▶ **TASK INSTRUCTIONS**:
Every entry, from first to last, is to be retyped without any alteration.

Start of Block

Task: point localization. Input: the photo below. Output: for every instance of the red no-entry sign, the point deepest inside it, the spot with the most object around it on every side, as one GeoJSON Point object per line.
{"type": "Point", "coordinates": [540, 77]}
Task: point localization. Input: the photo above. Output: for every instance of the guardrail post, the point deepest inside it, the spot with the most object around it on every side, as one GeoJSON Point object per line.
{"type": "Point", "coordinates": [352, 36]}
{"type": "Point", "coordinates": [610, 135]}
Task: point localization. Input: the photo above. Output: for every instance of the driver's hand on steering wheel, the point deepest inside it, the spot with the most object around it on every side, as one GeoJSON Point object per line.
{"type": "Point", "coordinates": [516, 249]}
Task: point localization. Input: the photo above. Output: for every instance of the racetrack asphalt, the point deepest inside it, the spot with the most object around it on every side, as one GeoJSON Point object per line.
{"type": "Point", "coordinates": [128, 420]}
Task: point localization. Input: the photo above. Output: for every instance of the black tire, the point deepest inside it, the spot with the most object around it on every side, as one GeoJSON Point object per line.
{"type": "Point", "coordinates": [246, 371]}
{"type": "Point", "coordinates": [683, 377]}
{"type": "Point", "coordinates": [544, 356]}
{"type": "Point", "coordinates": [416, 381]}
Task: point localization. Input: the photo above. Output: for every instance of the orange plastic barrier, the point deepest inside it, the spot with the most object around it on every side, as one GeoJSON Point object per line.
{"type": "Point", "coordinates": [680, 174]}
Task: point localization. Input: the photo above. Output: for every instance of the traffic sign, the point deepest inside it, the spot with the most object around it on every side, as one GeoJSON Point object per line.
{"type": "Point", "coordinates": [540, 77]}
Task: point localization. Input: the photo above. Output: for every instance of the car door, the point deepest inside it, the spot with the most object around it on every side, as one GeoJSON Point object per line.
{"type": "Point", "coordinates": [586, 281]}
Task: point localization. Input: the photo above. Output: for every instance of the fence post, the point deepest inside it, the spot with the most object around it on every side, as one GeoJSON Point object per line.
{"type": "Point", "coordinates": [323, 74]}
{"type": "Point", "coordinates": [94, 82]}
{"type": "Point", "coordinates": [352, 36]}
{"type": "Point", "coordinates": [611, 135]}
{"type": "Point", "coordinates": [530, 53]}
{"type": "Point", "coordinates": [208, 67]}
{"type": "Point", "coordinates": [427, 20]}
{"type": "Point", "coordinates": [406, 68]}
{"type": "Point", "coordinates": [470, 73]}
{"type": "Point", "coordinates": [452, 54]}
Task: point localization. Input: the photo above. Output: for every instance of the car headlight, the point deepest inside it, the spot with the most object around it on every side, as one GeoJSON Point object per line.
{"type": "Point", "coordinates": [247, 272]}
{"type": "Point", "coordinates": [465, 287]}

End of Block

▶ **OUTPUT OF THE TASK**:
Task: point localization. Input: the photo below. Output: for every instance of the red no-entry sign, the point deepest inside it, the spot with the most object around it on every side, as one GeoJSON Point object per line.
{"type": "Point", "coordinates": [540, 77]}
Task: point localization. Input: the photo above. Output: for every instance of the guardrail post, the point deepest inside it, the spot with the most object around it on every side, as one GeoJSON Point object per line.
{"type": "Point", "coordinates": [352, 36]}
{"type": "Point", "coordinates": [610, 135]}
Task: point localization. Input: the photo above. Output: for every instance of the driver's hand on steering wheel, the point deepest inside it, the spot with the most object around it on every side, as one GeoJSON Point object per line.
{"type": "Point", "coordinates": [516, 249]}
Task: point localization. Input: the photo above. Output: for every instance of the racetrack asphalt, the point deepest inside it, the spot with the most object around it on every side, as one GeoJSON Point object per line.
{"type": "Point", "coordinates": [128, 420]}
Task: point localization. Input: the photo above. Output: for every instance of the black tire, the point deepest inside it, the spot with the most object around it on every side, as one GeoJSON Point object per line.
{"type": "Point", "coordinates": [246, 371]}
{"type": "Point", "coordinates": [683, 377]}
{"type": "Point", "coordinates": [544, 356]}
{"type": "Point", "coordinates": [416, 381]}
Task: point localization. Input: the photo above. Output: for every instance of the orange plastic barrier, the point deepest inside it, the spot with the most object around it on every side, as one GeoJSON Point object per line.
{"type": "Point", "coordinates": [680, 174]}
Task: point localization. Input: the photo above. Output: for every instance of the traffic sign, the point deepest inside it, the spot with the most object around it on every side, as one GeoJSON Point object per line.
{"type": "Point", "coordinates": [540, 77]}
Task: point localization. Input: the photo above. Output: for every instance of the car door, the point deepest inside it, the spot with the most object around it on every side, as one GeoJSON Point object per line.
{"type": "Point", "coordinates": [586, 281]}
Task: point localization. Input: the photo above. Output: for every instance of the fence post, the point deepest inside it, the spot with the most object around it on every side, as one GeoJSON Point object per line.
{"type": "Point", "coordinates": [323, 74]}
{"type": "Point", "coordinates": [94, 82]}
{"type": "Point", "coordinates": [352, 36]}
{"type": "Point", "coordinates": [611, 135]}
{"type": "Point", "coordinates": [530, 53]}
{"type": "Point", "coordinates": [208, 67]}
{"type": "Point", "coordinates": [427, 20]}
{"type": "Point", "coordinates": [406, 68]}
{"type": "Point", "coordinates": [470, 73]}
{"type": "Point", "coordinates": [452, 54]}
Task: point localization. Input: the photo above. Output: for every instance of the car headlight, the point deepest inside it, the spot with the most object around it on every side, as one GeoJSON Point object per line.
{"type": "Point", "coordinates": [247, 272]}
{"type": "Point", "coordinates": [465, 287]}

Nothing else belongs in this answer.